_MATERIAL FOR THIS EXERCISE_

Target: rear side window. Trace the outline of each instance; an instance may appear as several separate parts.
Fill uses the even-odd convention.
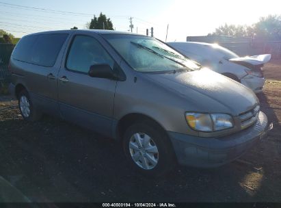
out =
[[[25,37],[16,46],[13,58],[42,66],[53,66],[67,36],[68,34],[43,34]]]

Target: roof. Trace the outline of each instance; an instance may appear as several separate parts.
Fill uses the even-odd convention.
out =
[[[107,35],[107,34],[122,34],[122,35],[137,35],[137,36],[144,36],[142,34],[130,33],[130,32],[125,32],[125,31],[115,31],[115,30],[107,30],[107,29],[65,29],[65,30],[53,30],[53,31],[42,31],[35,34],[31,34],[27,36],[34,35],[34,34],[54,34],[54,33],[72,33],[77,31],[84,31],[85,33],[95,33],[101,35]]]

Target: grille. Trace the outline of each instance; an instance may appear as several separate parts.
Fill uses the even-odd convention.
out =
[[[239,118],[241,121],[241,129],[244,129],[254,124],[258,119],[259,112],[260,106],[256,105],[252,109],[247,111],[245,113],[241,114],[239,115]]]

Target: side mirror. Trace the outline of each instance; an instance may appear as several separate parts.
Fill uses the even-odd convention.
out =
[[[90,67],[88,75],[91,77],[105,78],[109,79],[118,79],[116,73],[108,64],[95,64]]]

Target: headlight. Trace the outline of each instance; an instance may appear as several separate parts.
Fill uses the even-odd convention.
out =
[[[190,127],[199,131],[210,132],[232,128],[233,118],[226,114],[187,112],[185,118]]]

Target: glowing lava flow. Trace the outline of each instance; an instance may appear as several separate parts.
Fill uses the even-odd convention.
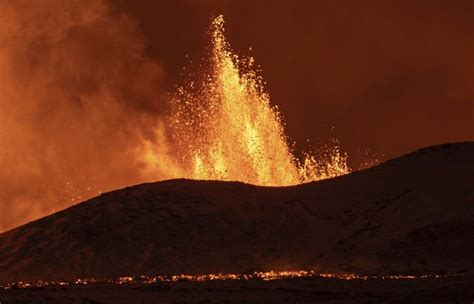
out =
[[[234,273],[216,273],[216,274],[179,274],[171,276],[139,276],[139,277],[118,277],[109,280],[98,279],[77,279],[75,281],[35,281],[35,282],[16,282],[0,286],[0,290],[8,289],[28,289],[41,288],[47,286],[80,286],[80,285],[147,285],[163,282],[207,282],[207,281],[250,281],[250,280],[286,280],[294,278],[316,278],[316,279],[335,279],[335,280],[417,280],[417,279],[442,279],[450,277],[460,277],[463,274],[427,274],[427,275],[381,275],[367,276],[352,273],[334,274],[334,273],[317,273],[309,270],[290,270],[290,271],[267,271],[253,272],[249,274]]]
[[[325,154],[306,153],[301,161],[289,147],[282,118],[270,105],[253,58],[234,54],[224,36],[224,19],[211,25],[210,73],[191,82],[173,98],[167,122],[173,150],[170,156],[145,142],[145,168],[168,177],[236,180],[256,185],[284,186],[349,172],[347,156],[337,145]],[[161,126],[158,137],[165,134]],[[325,156],[325,157],[324,157]]]

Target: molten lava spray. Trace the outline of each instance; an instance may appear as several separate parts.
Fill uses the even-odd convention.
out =
[[[209,74],[179,88],[172,102],[168,125],[177,153],[171,158],[170,151],[145,141],[139,157],[145,156],[148,174],[284,186],[349,172],[338,146],[326,157],[305,153],[298,160],[253,58],[231,51],[222,16],[213,20],[210,36]],[[162,126],[157,133],[163,138],[161,132]]]
[[[0,20],[0,231],[147,181],[289,185],[348,171],[337,148],[293,156],[222,17],[204,75],[171,102],[137,23],[105,0],[0,1]]]

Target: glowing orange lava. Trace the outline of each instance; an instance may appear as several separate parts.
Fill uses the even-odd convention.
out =
[[[253,58],[230,49],[222,16],[213,20],[210,36],[209,74],[177,90],[167,131],[164,125],[156,130],[161,143],[173,143],[173,151],[150,141],[140,150],[147,174],[285,186],[349,172],[337,145],[326,157],[296,158]]]
[[[380,275],[367,276],[353,273],[318,273],[313,270],[286,270],[286,271],[266,271],[253,272],[248,274],[240,273],[215,273],[215,274],[179,274],[179,275],[157,275],[157,276],[125,276],[115,279],[76,279],[74,281],[34,281],[34,282],[16,282],[0,285],[0,290],[8,289],[28,289],[41,288],[47,286],[74,286],[74,285],[147,285],[160,282],[207,282],[207,281],[250,281],[250,280],[285,280],[294,278],[316,278],[316,279],[334,279],[334,280],[417,280],[417,279],[443,279],[450,277],[462,277],[463,274],[426,274],[426,275]]]

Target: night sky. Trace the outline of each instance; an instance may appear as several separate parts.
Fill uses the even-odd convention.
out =
[[[116,4],[138,20],[168,87],[223,14],[232,47],[261,66],[299,148],[335,137],[353,158],[369,149],[387,159],[474,139],[471,0]]]
[[[220,14],[296,152],[337,139],[357,168],[474,140],[472,0],[0,0],[0,231],[163,179],[134,153]]]

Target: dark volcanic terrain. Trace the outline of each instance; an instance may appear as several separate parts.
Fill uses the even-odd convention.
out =
[[[471,275],[473,257],[474,143],[458,143],[292,187],[170,180],[106,193],[0,234],[0,283],[286,269]]]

_DIRECTIONS_
Give all of the records above as a two-column CSV with the columns "target_request" and "polygon_output", one row per request, where each field holds the request's text or its answer in quotes with line breaks replaced by spaces. Leave the pictures out.

_EXERCISE RESULT_
target_request,polygon_output
"Target: rear side window. Trace the outline of each instance; an instance may appear as several separate parts. Fill uses the even-odd convention. out =","[[[25,37],[16,46],[13,58],[42,66],[53,66],[67,36],[68,34],[43,34]]]"
"Target: roof. Trace the outline of each instance; an instance may appear as several separate parts. Fill uses the even-odd convention. out =","[[[107,35],[107,34],[122,34],[122,35],[137,35],[137,36],[144,36],[142,34],[130,33],[130,32],[125,32],[125,31],[115,31],[115,30],[107,30],[107,29],[65,29],[65,30],[53,30],[53,31],[42,31],[35,34],[31,34],[27,36],[34,35],[34,34],[54,34],[54,33],[72,33],[77,31],[84,31],[85,33],[95,33],[101,35]]]"
"Target: grille. Trace the outline of each instance; an instance may appear as several separate parts. Fill uses the even-odd convention. out =","[[[239,118],[241,121],[241,129],[244,129],[254,124],[258,119],[259,112],[260,106],[256,105],[252,109],[247,111],[245,113],[241,114],[239,115]]]"
"Target: side mirror. Trace the outline of each instance; an instance may appear as several separate parts. Fill uses the even-odd convention. out =","[[[90,67],[88,75],[91,77],[105,78],[109,79],[118,79],[116,73],[108,64],[95,64]]]"
"Target: headlight. Trace the outline of each instance; an instance may appear as several separate parts. Fill uses the even-odd convention. out =","[[[190,127],[199,131],[210,132],[232,128],[233,118],[226,114],[187,112],[185,118]]]"
"Target: glowing lava flow. Trace the outline of each instance; an instance may appear as several separate parts. Fill uses the even-odd convention. out =","[[[234,273],[216,273],[216,274],[179,274],[171,276],[139,276],[139,277],[118,277],[109,280],[98,279],[77,279],[75,281],[35,281],[35,282],[16,282],[0,286],[0,290],[8,289],[28,289],[41,288],[47,286],[80,286],[80,285],[147,285],[163,282],[207,282],[207,281],[250,281],[250,280],[286,280],[294,278],[316,278],[316,279],[335,279],[335,280],[417,280],[417,279],[442,279],[450,277],[460,277],[463,274],[427,274],[427,275],[381,275],[367,276],[352,273],[334,274],[334,273],[317,273],[309,270],[290,270],[290,271],[267,271],[253,272],[249,274]]] [[[325,154],[306,153],[301,161],[289,147],[282,118],[270,105],[253,58],[234,54],[224,36],[224,19],[211,25],[210,73],[191,82],[173,98],[167,122],[173,150],[170,156],[145,142],[145,168],[168,177],[236,180],[256,185],[284,186],[349,172],[347,156],[337,145]],[[161,126],[158,137],[165,134]],[[325,156],[325,157],[324,157]]]"
"Target: molten lava spray. Trace the outline of each instance; an instance may appear as several separate parts. Fill uses the even-odd convention. out =","[[[209,74],[179,88],[172,102],[168,125],[177,153],[171,158],[170,151],[145,141],[139,157],[145,156],[148,174],[284,186],[349,172],[338,146],[326,157],[305,153],[298,160],[253,58],[231,51],[222,16],[213,20],[210,36]],[[162,126],[157,133],[163,138],[161,132]]] [[[0,20],[0,231],[147,181],[289,185],[348,171],[337,148],[293,156],[222,17],[204,75],[171,102],[137,23],[105,0],[0,1]]]"
"Target: glowing orange lava. Trace the outline of each instance; an instance may appear as several separate parts. Fill uses the even-odd convention. out =","[[[253,58],[230,49],[222,16],[213,20],[210,36],[209,74],[177,90],[167,131],[164,125],[156,130],[161,143],[173,143],[173,151],[150,141],[140,150],[147,174],[285,186],[349,172],[337,145],[326,157],[296,158]]] [[[380,275],[367,276],[353,273],[318,273],[313,270],[286,270],[286,271],[266,271],[253,272],[248,274],[240,273],[215,273],[215,274],[179,274],[179,275],[157,275],[157,276],[125,276],[115,279],[76,279],[74,281],[34,281],[34,282],[16,282],[0,285],[0,290],[8,289],[28,289],[41,288],[47,286],[74,286],[74,285],[147,285],[160,282],[207,282],[207,281],[250,281],[250,280],[285,280],[294,278],[316,278],[316,279],[334,279],[334,280],[417,280],[417,279],[443,279],[450,277],[462,277],[463,274],[426,274],[426,275]]]"
"Target: night sky. Trace the outline of each instance; an instance may appear as several separate parts. Fill uses the even-odd convention. out =","[[[116,4],[138,20],[168,87],[223,14],[232,47],[261,66],[299,148],[335,137],[353,158],[369,149],[387,159],[474,139],[471,0]]] [[[220,14],[296,152],[337,139],[357,168],[474,140],[472,0],[0,0],[0,231],[163,179],[134,153]]]"
"Target: dark volcanic terrain. Trace the outline of each instance; an instance may appear as several separate parts. Fill uses the even-odd convention. out =","[[[471,275],[473,257],[474,143],[458,143],[292,187],[170,180],[106,193],[0,234],[0,283],[286,269]]]"